What is asked — Put the lines below into a JSON list of strings, one string per line, skipping any blank lines.

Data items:

◇ ◇ ◇ ◇ ◇ ◇ ◇

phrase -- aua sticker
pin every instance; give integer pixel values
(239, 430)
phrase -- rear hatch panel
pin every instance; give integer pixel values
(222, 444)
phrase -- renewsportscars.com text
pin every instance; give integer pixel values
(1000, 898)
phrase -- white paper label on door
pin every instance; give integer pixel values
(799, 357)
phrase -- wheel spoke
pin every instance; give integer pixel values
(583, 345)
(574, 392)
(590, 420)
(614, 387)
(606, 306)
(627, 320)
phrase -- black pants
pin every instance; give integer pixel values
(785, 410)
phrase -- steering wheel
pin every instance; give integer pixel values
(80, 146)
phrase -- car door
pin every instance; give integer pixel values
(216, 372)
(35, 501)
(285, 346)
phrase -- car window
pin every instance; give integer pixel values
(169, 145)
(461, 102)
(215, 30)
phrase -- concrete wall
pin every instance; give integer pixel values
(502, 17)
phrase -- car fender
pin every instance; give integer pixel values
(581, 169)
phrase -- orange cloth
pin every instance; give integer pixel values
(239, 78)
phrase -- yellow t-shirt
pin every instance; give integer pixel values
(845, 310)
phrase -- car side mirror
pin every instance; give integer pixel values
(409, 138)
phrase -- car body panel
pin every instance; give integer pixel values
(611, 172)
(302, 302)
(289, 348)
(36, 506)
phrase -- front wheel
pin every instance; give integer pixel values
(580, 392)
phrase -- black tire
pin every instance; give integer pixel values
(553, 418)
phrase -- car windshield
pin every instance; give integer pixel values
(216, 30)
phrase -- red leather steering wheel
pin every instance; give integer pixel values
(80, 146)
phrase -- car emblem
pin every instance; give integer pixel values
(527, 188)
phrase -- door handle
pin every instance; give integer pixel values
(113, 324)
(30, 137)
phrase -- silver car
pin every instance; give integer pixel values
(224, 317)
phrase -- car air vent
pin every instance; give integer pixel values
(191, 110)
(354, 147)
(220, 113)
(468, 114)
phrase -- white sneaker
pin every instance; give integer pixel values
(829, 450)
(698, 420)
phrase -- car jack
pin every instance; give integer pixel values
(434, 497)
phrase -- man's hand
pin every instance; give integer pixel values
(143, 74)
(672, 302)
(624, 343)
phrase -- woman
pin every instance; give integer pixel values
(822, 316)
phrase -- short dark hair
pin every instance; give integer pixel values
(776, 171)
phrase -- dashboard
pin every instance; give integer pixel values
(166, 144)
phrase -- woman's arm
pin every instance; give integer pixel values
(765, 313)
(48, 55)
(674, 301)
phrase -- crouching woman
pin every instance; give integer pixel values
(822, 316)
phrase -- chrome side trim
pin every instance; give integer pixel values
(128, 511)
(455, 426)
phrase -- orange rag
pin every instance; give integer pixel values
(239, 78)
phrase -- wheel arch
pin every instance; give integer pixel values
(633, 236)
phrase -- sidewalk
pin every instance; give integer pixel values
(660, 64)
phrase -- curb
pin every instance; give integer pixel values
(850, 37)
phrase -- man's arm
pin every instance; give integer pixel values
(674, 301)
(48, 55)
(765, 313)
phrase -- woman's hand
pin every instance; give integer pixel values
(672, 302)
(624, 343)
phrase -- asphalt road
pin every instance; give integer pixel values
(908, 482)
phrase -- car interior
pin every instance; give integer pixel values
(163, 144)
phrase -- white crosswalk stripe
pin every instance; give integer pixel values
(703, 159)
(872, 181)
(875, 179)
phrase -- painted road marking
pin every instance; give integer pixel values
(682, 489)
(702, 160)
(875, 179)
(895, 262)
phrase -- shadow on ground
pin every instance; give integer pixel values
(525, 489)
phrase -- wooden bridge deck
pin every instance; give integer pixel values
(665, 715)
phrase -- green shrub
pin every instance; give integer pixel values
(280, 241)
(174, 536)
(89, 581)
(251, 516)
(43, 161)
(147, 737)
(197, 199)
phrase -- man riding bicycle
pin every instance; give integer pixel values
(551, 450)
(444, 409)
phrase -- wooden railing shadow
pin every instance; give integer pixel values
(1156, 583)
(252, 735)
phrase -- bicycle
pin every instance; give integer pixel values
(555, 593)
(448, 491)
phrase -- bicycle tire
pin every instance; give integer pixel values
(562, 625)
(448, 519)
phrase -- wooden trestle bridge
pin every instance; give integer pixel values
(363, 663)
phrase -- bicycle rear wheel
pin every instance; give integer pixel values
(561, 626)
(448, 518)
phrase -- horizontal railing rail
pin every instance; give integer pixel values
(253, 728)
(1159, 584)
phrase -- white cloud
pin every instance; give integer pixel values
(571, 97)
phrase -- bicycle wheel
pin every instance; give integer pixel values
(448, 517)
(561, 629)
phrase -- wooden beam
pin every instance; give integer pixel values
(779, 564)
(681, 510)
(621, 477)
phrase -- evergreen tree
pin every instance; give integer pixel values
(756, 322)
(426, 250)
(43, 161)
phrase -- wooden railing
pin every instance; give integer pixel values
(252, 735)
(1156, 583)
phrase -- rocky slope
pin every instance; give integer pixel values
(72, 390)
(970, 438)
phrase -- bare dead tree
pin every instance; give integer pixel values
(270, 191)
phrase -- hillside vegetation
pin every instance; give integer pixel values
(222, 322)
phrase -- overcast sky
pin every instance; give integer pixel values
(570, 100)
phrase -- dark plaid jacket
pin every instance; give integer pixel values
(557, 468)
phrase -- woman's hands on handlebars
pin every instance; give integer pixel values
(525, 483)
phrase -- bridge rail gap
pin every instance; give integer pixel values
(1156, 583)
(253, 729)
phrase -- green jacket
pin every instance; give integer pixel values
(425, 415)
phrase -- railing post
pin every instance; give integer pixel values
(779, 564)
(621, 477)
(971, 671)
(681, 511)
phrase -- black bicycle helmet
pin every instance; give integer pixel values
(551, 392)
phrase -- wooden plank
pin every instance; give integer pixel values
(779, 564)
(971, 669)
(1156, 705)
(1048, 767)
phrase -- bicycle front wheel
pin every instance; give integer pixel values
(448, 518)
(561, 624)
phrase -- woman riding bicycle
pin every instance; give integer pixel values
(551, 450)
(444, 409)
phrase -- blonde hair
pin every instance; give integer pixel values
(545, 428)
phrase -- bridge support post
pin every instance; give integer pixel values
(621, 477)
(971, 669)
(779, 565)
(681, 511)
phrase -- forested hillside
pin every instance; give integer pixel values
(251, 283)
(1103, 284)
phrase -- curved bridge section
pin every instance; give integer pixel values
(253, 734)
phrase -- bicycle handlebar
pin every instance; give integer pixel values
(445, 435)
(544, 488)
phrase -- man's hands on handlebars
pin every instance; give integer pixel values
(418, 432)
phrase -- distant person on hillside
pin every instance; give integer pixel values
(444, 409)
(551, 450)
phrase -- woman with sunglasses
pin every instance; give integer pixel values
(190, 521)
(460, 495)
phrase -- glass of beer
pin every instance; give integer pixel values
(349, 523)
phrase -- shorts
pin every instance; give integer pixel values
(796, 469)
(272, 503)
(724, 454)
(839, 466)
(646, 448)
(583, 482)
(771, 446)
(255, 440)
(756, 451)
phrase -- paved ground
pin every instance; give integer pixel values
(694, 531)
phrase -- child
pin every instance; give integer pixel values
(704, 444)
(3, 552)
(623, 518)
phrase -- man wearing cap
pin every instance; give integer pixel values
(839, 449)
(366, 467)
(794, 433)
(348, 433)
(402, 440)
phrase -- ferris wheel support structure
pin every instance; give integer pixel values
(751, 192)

◇ ◇ ◇ ◇ ◇ ◇ ◇

Result for this exercise —
[
  "phrase -- aua sticker",
  "pin every instance; give integer pixel values",
  "(239, 430)",
  "phrase -- rear hatch panel",
  "pin every instance; give integer pixel values",
  "(222, 444)",
  "phrase -- renewsportscars.com text",
  "pin every instance; give integer pixel values",
  "(1000, 898)",
  "phrase -- white paper label on door",
  "pin every instance; give integer pixel values",
  "(799, 357)",
  "phrase -- wheel spoke",
  "pin every instance; give integer pixel values",
  "(583, 345)",
  "(574, 392)",
  "(590, 420)",
  "(614, 387)",
  "(606, 306)",
  "(627, 320)",
  "phrase -- black pants",
  "pin every instance; give integer pixel values",
  "(785, 410)",
  "phrase -- steering wheel",
  "pin every instance; give integer pixel values",
  "(80, 146)",
  "phrase -- car door",
  "pin every instance; give integer pixel values",
  "(216, 372)",
  "(35, 501)",
  "(285, 346)",
  "phrase -- car window",
  "pin every instance; give integer pixel values",
  "(169, 145)",
  "(461, 102)",
  "(215, 30)",
  "phrase -- concrete wall",
  "pin every instance; give integer pixel values",
  "(502, 17)",
  "phrase -- car fender",
  "pin every instance; give integer pixel values",
  "(581, 169)",
  "phrase -- orange cloth",
  "pin every instance; give integer pixel values",
  "(239, 78)",
  "phrase -- yellow t-shirt",
  "pin every instance; give integer pixel values",
  "(845, 310)",
  "phrase -- car side mirror",
  "pin every instance; give integer pixel values",
  "(409, 138)",
  "phrase -- car body panel",
  "pin every instance; give integer pixel values",
  "(611, 172)",
  "(302, 302)",
  "(289, 348)",
  "(36, 506)",
  "phrase -- front wheel",
  "pin every instance; give integer pixel values",
  "(580, 392)",
  "phrase -- black tire",
  "pin every instance; give integer pixel values",
  "(553, 418)",
  "phrase -- car windshield",
  "pin every instance; give integer pixel values",
  "(216, 30)",
  "phrase -- red leather steering wheel",
  "pin every instance; give integer pixel values",
  "(80, 146)",
  "phrase -- car emblem",
  "pin every instance; give integer pixel values",
  "(527, 188)",
  "phrase -- door handle",
  "pin every instance; give integer pixel values",
  "(113, 324)",
  "(30, 137)",
  "phrase -- silver car",
  "pin every instance; give integer pixel values",
  "(224, 317)",
  "phrase -- car air vent",
  "pin every instance; give integer pixel values",
  "(191, 110)",
  "(354, 147)",
  "(220, 113)",
  "(468, 114)",
  "phrase -- white sneaker",
  "pin every instance; give integer pixel values",
  "(829, 450)",
  "(698, 420)",
  "phrase -- car jack",
  "pin every instance; give integer pixel values",
  "(434, 497)",
  "phrase -- man's hand",
  "pin every instance; give integer pixel values",
  "(143, 74)",
  "(672, 302)",
  "(624, 343)",
  "phrase -- woman",
  "pin every instance; give integer pixel values",
  "(822, 316)",
  "phrase -- short dark hair",
  "pin every instance; give integer pixel values",
  "(776, 171)",
  "phrase -- dashboard",
  "pin every instance; give integer pixel values",
  "(166, 144)",
  "phrase -- woman's arm",
  "pin every instance; give integer pixel values",
  "(765, 313)",
  "(48, 55)",
  "(674, 301)",
  "phrase -- crouching woman",
  "pin every instance; give integer pixel values",
  "(822, 316)",
  "phrase -- chrome side trim",
  "pin every instance; give integer pixel values",
  "(128, 511)",
  "(455, 426)",
  "phrase -- orange rag",
  "pin every instance; give integer pixel values",
  "(239, 78)",
  "phrase -- wheel arch",
  "pin every instance; give integer pixel values",
  "(633, 236)",
  "phrase -- sidewalk",
  "pin every instance; give integer pixel values",
  "(660, 64)",
  "phrase -- curb",
  "pin every instance; give integer pixel values",
  "(850, 37)",
  "phrase -- man's arm",
  "pin every instance; give integer pixel values",
  "(674, 301)",
  "(48, 55)",
  "(765, 313)",
  "phrase -- woman's hand",
  "pin every instance; give integer pixel values",
  "(672, 302)",
  "(624, 343)",
  "phrase -- asphalt road",
  "pin every instance; give integer pixel values",
  "(908, 482)",
  "phrase -- car interior",
  "pin every instance; give integer pixel values",
  "(163, 144)",
  "phrase -- white crosswalk stripe",
  "pin every instance; give integer pixel values",
  "(703, 159)",
  "(872, 181)",
  "(875, 179)",
  "phrase -- painted road marking",
  "pin every instance; give integer pixel values",
  "(682, 489)",
  "(702, 160)",
  "(875, 179)",
  "(895, 262)",
  "phrase -- shadow on ground",
  "pin every instance; give integer pixel values",
  "(525, 489)",
  "phrase -- wooden bridge deck",
  "pin every instance; give integer pixel values",
  "(665, 715)",
  "phrase -- green shrub",
  "pin every instance; give integer pixel values",
  "(280, 241)",
  "(174, 536)",
  "(89, 581)",
  "(251, 516)",
  "(43, 161)",
  "(147, 737)",
  "(197, 199)",
  "phrase -- man riding bicycle",
  "pin every instance; give integer pixel values",
  "(551, 450)",
  "(444, 409)",
  "phrase -- wooden railing shadow",
  "pin every instance; give integer pixel values",
  "(1156, 583)",
  "(252, 735)",
  "phrase -- bicycle",
  "pin every instance; give integer pixel values",
  "(555, 593)",
  "(448, 491)",
  "phrase -- bicycle tire",
  "pin every instance; give integer pixel values",
  "(562, 625)",
  "(448, 519)",
  "phrase -- wooden trestle bridge",
  "pin every instance; give integer pixel values",
  "(363, 663)",
  "phrase -- bicycle rear wheel",
  "pin every instance; give integer pixel values",
  "(561, 626)",
  "(448, 518)",
  "phrase -- horizontal railing rail",
  "pin every instance; give integer pixel values",
  "(253, 728)",
  "(1159, 584)",
  "phrase -- white cloud",
  "pin every instance; give integer pixel values",
  "(571, 97)",
  "phrase -- bicycle wheel",
  "pin every instance; give integer pixel values",
  "(448, 517)",
  "(561, 629)",
  "phrase -- wooden beam",
  "pin every instance; give integer pixel values",
  "(779, 564)",
  "(681, 510)",
  "(621, 477)",
  "phrase -- evergreen tree",
  "pin every instance; give integer pixel values",
  "(756, 322)",
  "(426, 250)",
  "(43, 161)",
  "phrase -- wooden railing",
  "pin every instance; give integer pixel values",
  "(252, 735)",
  "(1156, 583)",
  "phrase -- rocky slope",
  "pin every instance; give integer pixel values",
  "(72, 390)",
  "(970, 438)",
  "phrase -- bare dead tree",
  "pin every instance; give integer pixel values",
  "(270, 191)",
  "phrase -- hillside vegetation",
  "pin every instance; give integer pixel values",
  "(222, 322)",
  "phrase -- overcast sky",
  "pin every instance; give integer pixel values",
  "(570, 100)",
  "phrase -- dark plaid jacket",
  "pin every instance; give integer pixel values",
  "(557, 468)",
  "phrase -- woman's hands on handlebars",
  "pin every instance; give integer pixel values",
  "(525, 483)",
  "phrase -- bridge rail gap",
  "pin every instance; give integer pixel values",
  "(1156, 583)",
  "(253, 729)",
  "phrase -- green jacket",
  "pin every instance; give integer pixel values",
  "(425, 415)",
  "phrase -- railing post",
  "pin every instance; give integer pixel values",
  "(779, 564)",
  "(621, 477)",
  "(971, 671)",
  "(681, 511)",
  "phrase -- black bicycle helmet",
  "pin every instance; give integer pixel values",
  "(551, 392)",
  "phrase -- wooden plank",
  "pin every instance; give integer pixel values",
  "(779, 564)",
  "(971, 669)",
  "(1156, 705)",
  "(1048, 767)",
  "phrase -- bicycle front wheel",
  "pin every instance; give integer pixel values",
  "(448, 518)",
  "(561, 624)",
  "phrase -- woman riding bicycle",
  "pin every instance; give integer pixel values",
  "(551, 450)",
  "(444, 409)",
  "phrase -- blonde hair",
  "pin every instance; give integer pixel values",
  "(545, 428)",
  "phrase -- bridge support post",
  "pin every instance; give integer pixel values",
  "(621, 477)",
  "(971, 669)",
  "(779, 565)",
  "(681, 511)",
  "phrase -- forested hillside",
  "pin every instance; give integer pixel values",
  "(251, 283)",
  "(1103, 284)",
  "phrase -- curved bridge section",
  "pin every instance; give integer pixel values",
  "(253, 734)",
  "phrase -- bicycle handlebar",
  "pin every instance; give integer pixel values",
  "(445, 435)",
  "(544, 488)",
  "phrase -- man's hands on handlebars",
  "pin every instance; give integer pixel values",
  "(418, 432)",
  "phrase -- distant person on hillside",
  "pin every instance; give integer pixel values",
  "(444, 409)",
  "(551, 450)",
  "phrase -- woman with sunglasses",
  "pin every instance; give integer pixel values",
  "(190, 521)",
  "(460, 495)",
  "phrase -- glass of beer",
  "pin every instance; give integer pixel values",
  "(349, 523)",
  "phrase -- shorts",
  "pin every instance; give integer pixel values",
  "(796, 469)",
  "(272, 503)",
  "(724, 454)",
  "(839, 466)",
  "(646, 448)",
  "(583, 482)",
  "(771, 446)",
  "(255, 440)",
  "(756, 451)",
  "phrase -- paved ground",
  "pin every instance; give integer pixel values",
  "(694, 531)",
  "phrase -- child",
  "pin every instance; give integer pixel values",
  "(704, 444)",
  "(3, 552)",
  "(623, 518)",
  "phrase -- man wearing cap",
  "pin every instance; give integer pixel values",
  "(839, 449)",
  "(366, 467)",
  "(794, 433)",
  "(348, 433)",
  "(402, 440)",
  "phrase -- ferris wheel support structure",
  "pin every instance; give integer pixel values",
  "(751, 192)"
]